*** Dataset records Section Begins ***

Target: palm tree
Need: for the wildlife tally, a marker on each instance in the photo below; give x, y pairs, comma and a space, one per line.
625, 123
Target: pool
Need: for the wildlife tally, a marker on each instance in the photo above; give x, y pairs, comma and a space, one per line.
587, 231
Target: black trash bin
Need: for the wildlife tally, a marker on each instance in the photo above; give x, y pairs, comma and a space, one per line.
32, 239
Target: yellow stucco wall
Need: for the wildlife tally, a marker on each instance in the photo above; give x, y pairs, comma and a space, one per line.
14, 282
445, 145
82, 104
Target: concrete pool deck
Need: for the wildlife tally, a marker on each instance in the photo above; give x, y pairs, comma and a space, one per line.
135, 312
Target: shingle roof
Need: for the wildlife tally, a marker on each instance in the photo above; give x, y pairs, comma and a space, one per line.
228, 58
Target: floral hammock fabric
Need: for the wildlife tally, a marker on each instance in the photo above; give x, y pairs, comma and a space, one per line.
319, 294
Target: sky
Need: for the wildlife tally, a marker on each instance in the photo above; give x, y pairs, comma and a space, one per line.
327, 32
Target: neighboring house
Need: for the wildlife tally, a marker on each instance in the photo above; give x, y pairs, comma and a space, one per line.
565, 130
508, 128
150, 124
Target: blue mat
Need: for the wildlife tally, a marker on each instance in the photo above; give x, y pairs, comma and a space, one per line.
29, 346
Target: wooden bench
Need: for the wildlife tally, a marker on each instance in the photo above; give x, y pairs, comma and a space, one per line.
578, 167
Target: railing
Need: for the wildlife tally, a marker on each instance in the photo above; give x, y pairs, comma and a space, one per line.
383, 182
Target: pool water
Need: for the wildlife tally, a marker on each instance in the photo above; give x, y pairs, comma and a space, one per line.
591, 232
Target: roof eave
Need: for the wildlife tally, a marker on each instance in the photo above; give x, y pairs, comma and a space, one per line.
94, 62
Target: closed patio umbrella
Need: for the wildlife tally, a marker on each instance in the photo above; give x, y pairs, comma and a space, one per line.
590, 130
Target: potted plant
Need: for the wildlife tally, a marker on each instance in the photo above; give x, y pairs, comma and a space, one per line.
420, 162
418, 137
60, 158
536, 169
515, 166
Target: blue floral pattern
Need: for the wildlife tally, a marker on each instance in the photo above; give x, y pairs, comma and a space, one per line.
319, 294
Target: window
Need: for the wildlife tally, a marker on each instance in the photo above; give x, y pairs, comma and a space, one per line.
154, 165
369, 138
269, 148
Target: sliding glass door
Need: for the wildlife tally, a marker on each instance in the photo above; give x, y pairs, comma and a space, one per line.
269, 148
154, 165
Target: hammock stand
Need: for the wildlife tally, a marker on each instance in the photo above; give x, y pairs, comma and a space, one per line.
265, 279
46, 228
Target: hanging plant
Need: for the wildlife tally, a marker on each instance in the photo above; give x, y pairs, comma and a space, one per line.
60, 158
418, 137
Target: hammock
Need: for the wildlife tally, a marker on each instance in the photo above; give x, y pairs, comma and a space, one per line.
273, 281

*** Dataset records Section Ends ***

Scan the records for the word "floral" and copy every line where it is found.

- [Finished exercise]:
Target: floral hammock fabric
Target: blue floral pattern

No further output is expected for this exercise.